### CHALLENGE 1
In the records, swap "sneaker" for "shoe" from the line with "Target: red front fender" to the end of the records, and write those lines out again with nothing else changed.
|---|
Note that the author wasn't trying to deceive anyone, he just tripped on some common pitfalls (forgot to normalize the data and used an off-the-shelf implementation without looking into the details).

[1] There was only one attribute, so implementing this without using a naive bayes library was actually easier and produced the correct results.

6gvONxR4sf7o · on July 16, 2019

For others reading, there are still important biases these models pick up (for a variety of reasons I won't go into). The takeaway here is that some of the evidence you've heard about isn't really evidence, not that the biases aren't there.

Retric · on July 16, 2019

The first term may be more accurate than you might think. Elizabeth I of England ruled as Elizabeth Rex where Rex is Latin for "King" and Regina is the female term.

Technically in England Queen is an ambiguous term, queen regnant is the actual ruler, queen dowager is the widow of a king etc. But, again several European an other female rulers used the male term.

Hatshepsut crowned herself Pharaoh and maintained an elaborate legal fiction of maleness, because ya know she was in charge and could do what she wanted.

Hungary had two female kings Mary of the House of Anjou, and Maria Theresa.

Etc etc.

seba_dos1 · on July 16, 2019

Poland had King Jadwiga, although in common language people still call her a queen (as she actually became one a few years after she was crowned).

flo_hu · on July 16, 2019

Good point! I would see this rather as yet another argument for why you should simply give the actual output of the NLP algorithm.

So if people actually do the calculation King-Man+Woman and it comes closest to King, than they should report "King-Man+Woman~=King" and not "King-Man+Woman=Queen" (only because that's what they expected).

Sean1708 · on July 16, 2019

To be honest, I think the idea that we should expect ML algorithms to give a single, certain answer is misguided. I would expect the output from this algorithm to be "King - Man + Woman = King (90%), Queen (83%), Prince (70%)" or something like that, i.e. a list of answers with some measure of how "good" those answers are. Then again, I work in a field that doesn't really have categorical answers so maybe I'm missing something obvious.

flo_hu · on July 16, 2019

That's pretty much correct. You would typically calculate a vector for "King-Man+Woman" and then do a query on this based on a cosine distance (or similar measure) over the entire vocabulary.

The query would give you a ranked list of the closest word vectors with scores that indicate how good the match is.

piker · on July 16, 2019

But the example is only performing vector operations. You could perhaps normalize the distances of a number of vectors with a softmax or something to produce a probability across a set, but what's being presented in the paper is the "closest" vector following the operations in terms of cosine distance.

feanaro · on July 16, 2019

In the end, it doesn't matter what transformation you do though, as long as you do it consistently and/or not in an ad hoc manner. If excluding the original term always leads to useful results, it is a useful transformation.

The problems materialize when you're just cherry picking for results.

YeGoblynQueenne · on July 16, 2019

See also: Drag kings (https://en.wikipedia.org/wiki/Drag_king). (Usually) female people called "king".

slx26 · on July 16, 2019

I don't know. The problem here might be human expectations. As the article says, word2vec sometimes is "sold" with these kinds of analogies that seem so intuitive. So we come to expect the system to behave intuitively. And in many cases it does.
|---|
### CHALLENGE 2
Translate this sentence from the forum thread on word vector analogies into Spanish: "The query would give you a ranked list of the closest word vectors with scores that indicate how good the match is."

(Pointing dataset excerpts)
|---|
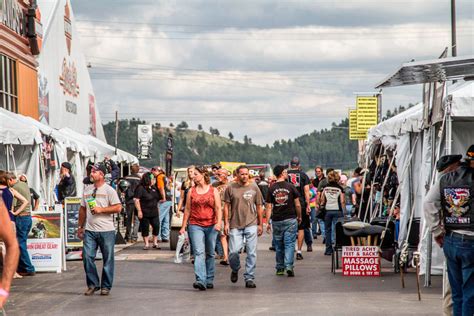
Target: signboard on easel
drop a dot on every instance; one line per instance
(360, 261)
(45, 241)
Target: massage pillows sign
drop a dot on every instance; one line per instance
(360, 261)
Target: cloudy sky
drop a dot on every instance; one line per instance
(269, 69)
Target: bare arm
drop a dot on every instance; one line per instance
(187, 213)
(22, 199)
(218, 209)
(298, 209)
(12, 251)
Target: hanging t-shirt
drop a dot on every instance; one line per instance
(243, 204)
(282, 195)
(299, 179)
(149, 199)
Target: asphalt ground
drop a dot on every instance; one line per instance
(150, 283)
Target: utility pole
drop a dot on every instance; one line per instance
(453, 29)
(116, 131)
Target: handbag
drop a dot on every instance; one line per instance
(321, 212)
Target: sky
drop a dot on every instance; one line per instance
(268, 69)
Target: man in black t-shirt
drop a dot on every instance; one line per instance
(284, 208)
(301, 181)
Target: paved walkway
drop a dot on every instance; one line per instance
(149, 283)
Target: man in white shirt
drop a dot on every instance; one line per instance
(96, 227)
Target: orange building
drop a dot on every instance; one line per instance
(20, 41)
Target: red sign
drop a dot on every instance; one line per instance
(360, 261)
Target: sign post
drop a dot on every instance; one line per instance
(360, 261)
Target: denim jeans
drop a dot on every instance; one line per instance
(164, 220)
(23, 226)
(284, 234)
(460, 259)
(312, 218)
(105, 241)
(132, 220)
(329, 223)
(236, 241)
(204, 243)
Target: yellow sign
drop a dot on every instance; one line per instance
(367, 113)
(353, 133)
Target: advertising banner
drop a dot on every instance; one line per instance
(45, 241)
(71, 206)
(367, 112)
(360, 261)
(354, 134)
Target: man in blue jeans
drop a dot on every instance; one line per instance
(283, 200)
(96, 227)
(453, 229)
(244, 203)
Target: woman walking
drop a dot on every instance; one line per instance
(332, 198)
(146, 202)
(203, 210)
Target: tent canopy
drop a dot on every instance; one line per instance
(15, 132)
(436, 70)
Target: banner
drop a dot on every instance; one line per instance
(354, 134)
(367, 112)
(360, 261)
(44, 242)
(71, 206)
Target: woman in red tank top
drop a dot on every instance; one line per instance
(203, 211)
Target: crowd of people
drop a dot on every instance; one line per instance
(225, 213)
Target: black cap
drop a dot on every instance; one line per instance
(295, 161)
(470, 153)
(100, 166)
(445, 161)
(278, 170)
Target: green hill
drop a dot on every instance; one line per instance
(327, 147)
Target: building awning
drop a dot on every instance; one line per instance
(445, 69)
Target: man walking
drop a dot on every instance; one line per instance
(10, 260)
(301, 181)
(243, 218)
(96, 226)
(454, 229)
(165, 203)
(283, 200)
(131, 232)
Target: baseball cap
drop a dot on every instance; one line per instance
(447, 160)
(278, 170)
(470, 153)
(100, 167)
(295, 161)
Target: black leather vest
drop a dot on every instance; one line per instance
(457, 199)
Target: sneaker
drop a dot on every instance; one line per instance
(104, 292)
(90, 291)
(199, 286)
(234, 276)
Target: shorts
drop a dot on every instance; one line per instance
(145, 223)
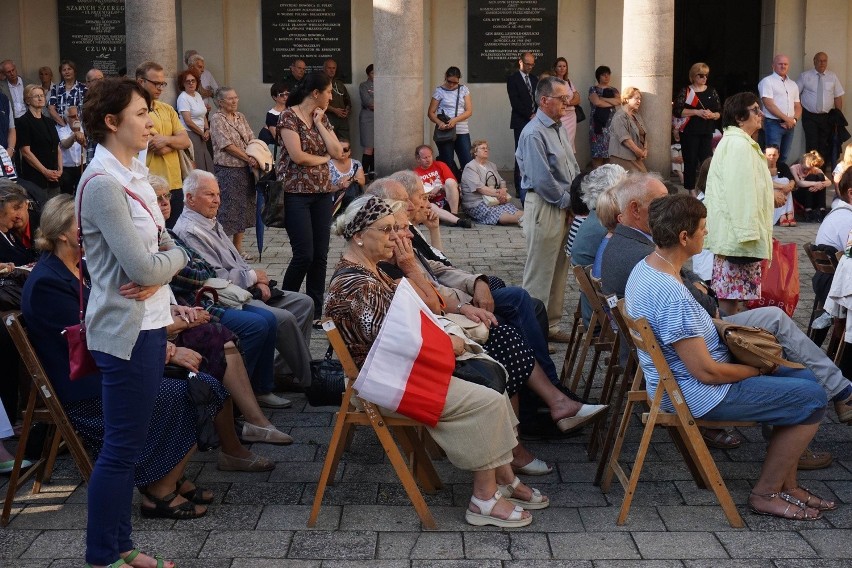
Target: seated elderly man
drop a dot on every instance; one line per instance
(510, 304)
(197, 227)
(631, 242)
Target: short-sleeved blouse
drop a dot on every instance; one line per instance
(196, 107)
(358, 301)
(224, 132)
(337, 174)
(297, 178)
(447, 104)
(674, 314)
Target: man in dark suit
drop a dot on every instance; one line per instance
(521, 88)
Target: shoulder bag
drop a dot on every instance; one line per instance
(753, 346)
(448, 135)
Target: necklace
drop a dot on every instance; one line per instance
(666, 261)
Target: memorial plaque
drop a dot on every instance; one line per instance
(306, 29)
(92, 34)
(498, 31)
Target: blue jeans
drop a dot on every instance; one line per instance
(461, 147)
(775, 134)
(256, 329)
(129, 390)
(789, 397)
(307, 218)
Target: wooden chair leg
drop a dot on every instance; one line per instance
(400, 467)
(630, 490)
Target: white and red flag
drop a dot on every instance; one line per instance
(408, 369)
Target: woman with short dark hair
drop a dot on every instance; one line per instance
(713, 386)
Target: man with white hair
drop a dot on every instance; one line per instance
(197, 226)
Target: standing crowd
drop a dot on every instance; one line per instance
(157, 198)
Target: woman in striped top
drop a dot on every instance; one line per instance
(714, 387)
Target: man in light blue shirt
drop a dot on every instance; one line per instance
(548, 167)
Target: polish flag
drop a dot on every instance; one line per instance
(408, 369)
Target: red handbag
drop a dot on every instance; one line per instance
(780, 279)
(80, 359)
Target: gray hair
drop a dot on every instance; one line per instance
(222, 91)
(159, 183)
(546, 86)
(408, 179)
(599, 180)
(194, 179)
(634, 187)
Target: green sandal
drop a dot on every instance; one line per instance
(162, 508)
(131, 556)
(196, 494)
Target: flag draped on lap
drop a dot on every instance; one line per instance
(409, 366)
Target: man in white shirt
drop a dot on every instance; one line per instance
(13, 87)
(820, 91)
(781, 107)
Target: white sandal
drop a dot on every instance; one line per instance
(483, 518)
(537, 501)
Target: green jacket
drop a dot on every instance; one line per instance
(739, 198)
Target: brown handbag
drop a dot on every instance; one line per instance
(753, 346)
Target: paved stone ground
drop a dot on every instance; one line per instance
(366, 520)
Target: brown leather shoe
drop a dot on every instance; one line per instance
(814, 460)
(843, 408)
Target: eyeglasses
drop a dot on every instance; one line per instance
(157, 84)
(387, 229)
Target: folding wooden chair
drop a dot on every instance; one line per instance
(602, 343)
(42, 406)
(680, 423)
(410, 434)
(825, 263)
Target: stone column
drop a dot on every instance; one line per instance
(647, 60)
(398, 40)
(152, 36)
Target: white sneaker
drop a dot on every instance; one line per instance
(822, 322)
(270, 400)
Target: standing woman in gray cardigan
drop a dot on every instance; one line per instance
(130, 258)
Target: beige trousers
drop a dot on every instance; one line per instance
(546, 270)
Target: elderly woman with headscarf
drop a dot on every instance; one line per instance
(476, 426)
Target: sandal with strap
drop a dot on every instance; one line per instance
(483, 518)
(196, 494)
(131, 556)
(163, 509)
(537, 501)
(116, 564)
(823, 505)
(800, 514)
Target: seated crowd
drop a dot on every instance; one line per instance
(159, 331)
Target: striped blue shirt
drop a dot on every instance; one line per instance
(674, 314)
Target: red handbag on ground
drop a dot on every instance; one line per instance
(780, 279)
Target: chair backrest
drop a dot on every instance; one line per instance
(46, 393)
(821, 260)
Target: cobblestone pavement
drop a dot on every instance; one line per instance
(258, 519)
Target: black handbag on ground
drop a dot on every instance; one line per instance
(481, 371)
(327, 381)
(272, 190)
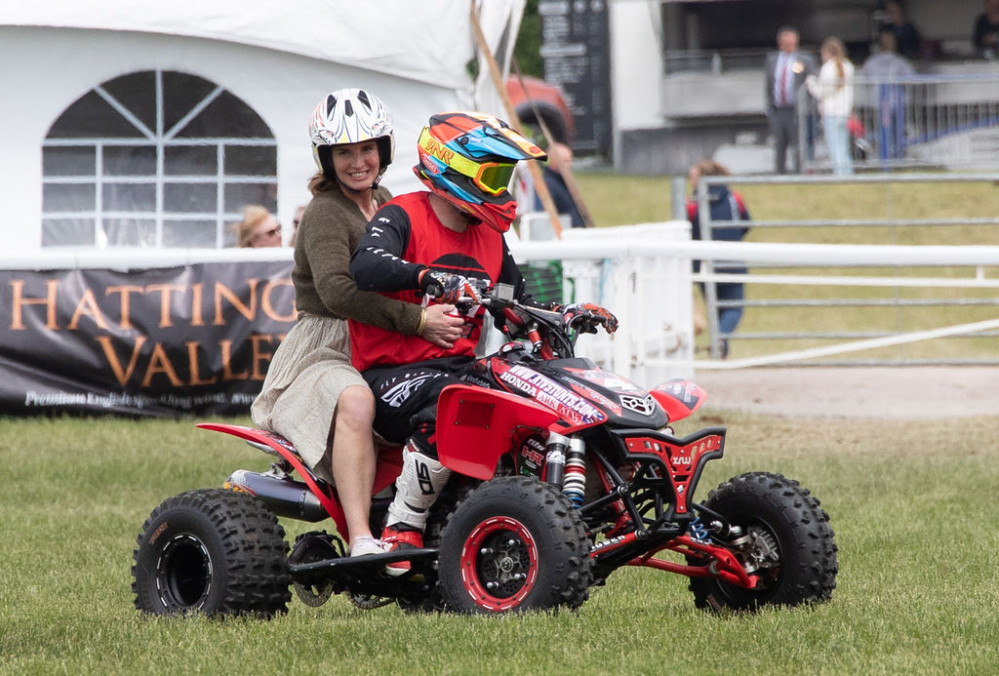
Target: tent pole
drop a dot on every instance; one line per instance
(532, 165)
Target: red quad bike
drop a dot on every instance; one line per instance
(561, 474)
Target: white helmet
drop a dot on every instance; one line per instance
(350, 116)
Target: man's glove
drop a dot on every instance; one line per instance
(588, 315)
(448, 288)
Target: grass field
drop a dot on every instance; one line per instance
(912, 504)
(622, 200)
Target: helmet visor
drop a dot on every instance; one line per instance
(494, 177)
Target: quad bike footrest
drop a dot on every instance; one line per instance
(348, 563)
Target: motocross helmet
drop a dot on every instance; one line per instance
(468, 159)
(350, 116)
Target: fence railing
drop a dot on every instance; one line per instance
(926, 121)
(957, 290)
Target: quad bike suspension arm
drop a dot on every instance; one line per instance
(721, 563)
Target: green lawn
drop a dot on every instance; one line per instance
(911, 504)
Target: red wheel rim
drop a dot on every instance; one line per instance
(499, 563)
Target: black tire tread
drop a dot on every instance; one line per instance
(255, 570)
(810, 577)
(570, 588)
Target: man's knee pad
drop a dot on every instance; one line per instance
(417, 487)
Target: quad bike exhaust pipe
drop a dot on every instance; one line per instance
(282, 494)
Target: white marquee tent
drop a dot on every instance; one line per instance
(278, 58)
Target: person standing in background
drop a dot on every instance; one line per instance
(986, 33)
(884, 69)
(786, 70)
(906, 36)
(258, 228)
(724, 205)
(833, 88)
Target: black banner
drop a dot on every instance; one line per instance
(576, 52)
(194, 339)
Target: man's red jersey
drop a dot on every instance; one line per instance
(404, 237)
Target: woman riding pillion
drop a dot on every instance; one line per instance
(312, 395)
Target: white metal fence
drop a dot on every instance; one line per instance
(927, 121)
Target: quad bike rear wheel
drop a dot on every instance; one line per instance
(214, 552)
(514, 544)
(786, 541)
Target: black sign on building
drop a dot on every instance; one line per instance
(576, 51)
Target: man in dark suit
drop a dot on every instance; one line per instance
(786, 70)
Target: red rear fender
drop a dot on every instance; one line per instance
(475, 427)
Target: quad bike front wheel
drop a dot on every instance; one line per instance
(786, 540)
(514, 544)
(214, 552)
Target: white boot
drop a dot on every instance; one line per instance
(417, 488)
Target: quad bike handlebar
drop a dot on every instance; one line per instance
(553, 331)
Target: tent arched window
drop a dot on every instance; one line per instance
(155, 158)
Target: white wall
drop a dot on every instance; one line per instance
(636, 70)
(55, 66)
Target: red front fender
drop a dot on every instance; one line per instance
(476, 426)
(679, 397)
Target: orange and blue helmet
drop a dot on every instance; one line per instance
(468, 159)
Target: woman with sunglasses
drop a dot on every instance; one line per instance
(312, 395)
(428, 245)
(258, 228)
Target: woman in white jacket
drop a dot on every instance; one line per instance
(833, 88)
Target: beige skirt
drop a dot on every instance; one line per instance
(309, 371)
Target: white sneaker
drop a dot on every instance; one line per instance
(365, 545)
|---|
### RESPONSE 1
Target: red front fender
drop a dot on every instance; one line per instance
(476, 426)
(679, 397)
Target: orange and blue helmet
drop a dot on every instance; one line per instance
(468, 159)
Target: woman with sunglasses
drop a dot on every instance; one line per instance
(312, 395)
(428, 245)
(258, 228)
Target: woman in white jacket
drop a dot on every instance; one line per instance
(833, 88)
Target: beige skirt
drop a dot on every instance; one line per instance
(309, 371)
Target: white shoe
drop a dot on every instance; one line per instance
(365, 545)

### RESPONSE 2
La consulta te daría una lista ordenada de los vectores de palabras más cercanos, con puntuaciones que indican qué tan buena es la coincidencia.